TASKS AND EXERCISES »
#1 Using the A1 and A2 utility code, decide whether each statement agrees with it: (a) find_non_digits counts a period as an allowed character, (b) accuracy_score raises a KeyError when a specified column is absent, (c) find_outliers_iqr has a default threshold of 3.0. Answer yes or no for each, quoting the deciding words.
#2 Carry on the A1 and A2 utility code, picking up right after its last line.

TEXT SHOWN »
= = = = = = =
## A1 Utils

Test whether there are symbols in numerics

In [None]:
# Function 1: Using isdigit to find non-numerical entries
def find_non_digits(s):
    # Ensure the value is treated as a string
    s = str(s)
    return [char for char in s if not (char.isdigit() or char == ".")]


# Function 2 : Calculate the score
def accuracy_score(dataset_path, selected_columns):
    adf = read_data(dataset_path)

    # Check if all specified columns were extracted, if not raise Key error
    for column in selected_columns:
        if column not in adf.columns:
            raise KeyError(column)
        
    selected_columns = [col for col in adf.columns if col in selected_columns]

    all_accuracy_scores = []

    for column_name in selected_columns:
        # Drop NA, null, or blank values from column
        column_data = adf[column_name].dropna()

        total_rows = len(column_data)

        if total_rows > 0:  # to avoid division by zero
            non_digit_chars_per_row = column_data.apply(find_non_digits)
            non_numerical_count = non_digit_chars_per_row.apply(
                lambda x: len(x) > 0
            ).sum()
            accuracy_score = (total_rows - non_numerical_count) / total_rows
            all_accuracy_scores.append(accuracy_score)

    overall_accuracy_score = (
        sum(all_accuracy_scores) / len(all_accuracy_scores)
        if all_accuracy_scores
        else None
    )

    # log the results
    log_score(
        test_name="Accuracy (A1)",
        dataset_name=get_dataset_name(dataset_path),
        selected_columns=selected_columns,
        threshold=None,
        score=overall_accuracy_score,
    )

    return overall_accuracy_score

## A2 Utils

In [None]:
def find_outliers_iqr(
    dataset_path,
    selected_columns,
    groupby_column=None,
    threshold=1.5,
    minimum_score=0.85,
):
    df = read_data(dataset_path)

    outliers_dict = {}

    # Ensure selected columns are numeric  
    for column in selected_columns:  
        df[column] = df[column].astype(str).str.replace(r'[^\d.-]', '', regex=True)
= = = = = = =
DATA LINES »
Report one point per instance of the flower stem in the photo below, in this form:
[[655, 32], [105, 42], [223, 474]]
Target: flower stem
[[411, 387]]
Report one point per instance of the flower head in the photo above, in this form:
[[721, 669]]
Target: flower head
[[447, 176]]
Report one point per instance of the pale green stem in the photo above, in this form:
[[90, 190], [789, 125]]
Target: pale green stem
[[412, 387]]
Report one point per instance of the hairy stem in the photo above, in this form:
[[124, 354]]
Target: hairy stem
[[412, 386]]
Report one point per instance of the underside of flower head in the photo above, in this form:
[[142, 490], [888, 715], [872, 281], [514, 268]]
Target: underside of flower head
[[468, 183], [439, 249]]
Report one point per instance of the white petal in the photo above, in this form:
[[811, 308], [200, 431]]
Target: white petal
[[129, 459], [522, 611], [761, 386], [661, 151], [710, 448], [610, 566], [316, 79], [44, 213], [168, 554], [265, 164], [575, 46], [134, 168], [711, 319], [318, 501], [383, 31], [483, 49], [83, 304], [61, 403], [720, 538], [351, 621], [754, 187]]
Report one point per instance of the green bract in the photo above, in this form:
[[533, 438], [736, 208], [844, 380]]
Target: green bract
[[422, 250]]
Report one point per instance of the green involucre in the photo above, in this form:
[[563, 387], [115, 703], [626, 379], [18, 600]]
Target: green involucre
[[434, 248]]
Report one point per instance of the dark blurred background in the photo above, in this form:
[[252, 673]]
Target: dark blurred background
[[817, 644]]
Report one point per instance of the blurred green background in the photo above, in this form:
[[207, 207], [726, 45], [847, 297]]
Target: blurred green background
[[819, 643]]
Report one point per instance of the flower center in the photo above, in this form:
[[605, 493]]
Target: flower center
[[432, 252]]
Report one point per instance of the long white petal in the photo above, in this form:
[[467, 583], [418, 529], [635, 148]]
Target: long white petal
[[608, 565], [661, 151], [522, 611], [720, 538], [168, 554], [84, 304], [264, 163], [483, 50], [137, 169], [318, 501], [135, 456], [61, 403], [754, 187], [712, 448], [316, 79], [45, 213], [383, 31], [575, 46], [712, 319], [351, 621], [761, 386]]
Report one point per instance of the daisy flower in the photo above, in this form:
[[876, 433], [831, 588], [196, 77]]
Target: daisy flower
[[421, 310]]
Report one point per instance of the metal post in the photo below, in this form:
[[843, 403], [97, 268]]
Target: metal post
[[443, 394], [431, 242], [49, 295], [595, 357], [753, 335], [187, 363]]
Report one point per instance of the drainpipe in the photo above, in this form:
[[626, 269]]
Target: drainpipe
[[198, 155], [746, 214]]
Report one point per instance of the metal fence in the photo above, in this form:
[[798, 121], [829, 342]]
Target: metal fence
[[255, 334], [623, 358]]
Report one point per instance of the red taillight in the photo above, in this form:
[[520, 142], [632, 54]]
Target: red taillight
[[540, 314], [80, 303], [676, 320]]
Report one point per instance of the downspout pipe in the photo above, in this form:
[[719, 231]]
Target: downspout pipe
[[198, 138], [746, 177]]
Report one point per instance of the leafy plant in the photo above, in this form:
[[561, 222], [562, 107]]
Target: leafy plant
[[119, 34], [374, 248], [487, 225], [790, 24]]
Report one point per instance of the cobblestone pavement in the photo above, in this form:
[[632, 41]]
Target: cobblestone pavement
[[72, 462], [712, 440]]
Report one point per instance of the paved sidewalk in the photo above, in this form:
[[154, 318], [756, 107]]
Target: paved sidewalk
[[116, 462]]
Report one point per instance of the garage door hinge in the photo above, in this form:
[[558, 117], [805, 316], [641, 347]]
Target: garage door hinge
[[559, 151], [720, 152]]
= = = = = = =
THE RESPONSES »
#1
(a) Yes: "char.isdigit() or char == "."".
(b) Yes: "raise KeyError(column)".
(c) No: "threshold=1.5,".

#2
        df[column] = pd.to_numeric(df[column], errors='coerce')  

    # If a groupby column is specified, perform the IQR calculation within each group
    if groupby_column:
        grouped = df.groupby(groupby_column)
        for column in selected_columns:
            # Apply the outlier detection for each group
            outliers = grouped[column].apply(
                lambda x: (
                    (
                        x
                        < x.quantile(0.25)
                        - threshold * (x.quantile(0.75) - x.quantile(0.25))
                    )
                    | (
                        x
                        > x.quantile(0.75)
                        + threshold * (x.quantile(0.75) - x.quantile(0.25))
                    )
                )
            )
            # Combine the outlier Series into a single Series that corresponds to the original DataFrame index
            outliers_dict[column] = 1 - outliers.groupby(groupby_column).mean()
    else:
        # Perform the IQR calculation on the whole column if no groupby column is specified
        for column in selected_columns:
            Q1 = df[column].quantile(0.25)
            Q3 = df[column].quantile(0.75)
            IQR = Q3 - Q1
            lower_bound = Q1 - threshold * IQR
            upper_bound = Q3 + threshold * IQR
            outliers = (df[column] < lower_bound) | (df[column] > upper_bound)
            outliers_dict[column] = 1 - outliers.mean()

    #compute final score
    total_groups = len(outliers_dict)
    groups_above = sum(1 for score in outliers_dict.values() if score > minimum_score)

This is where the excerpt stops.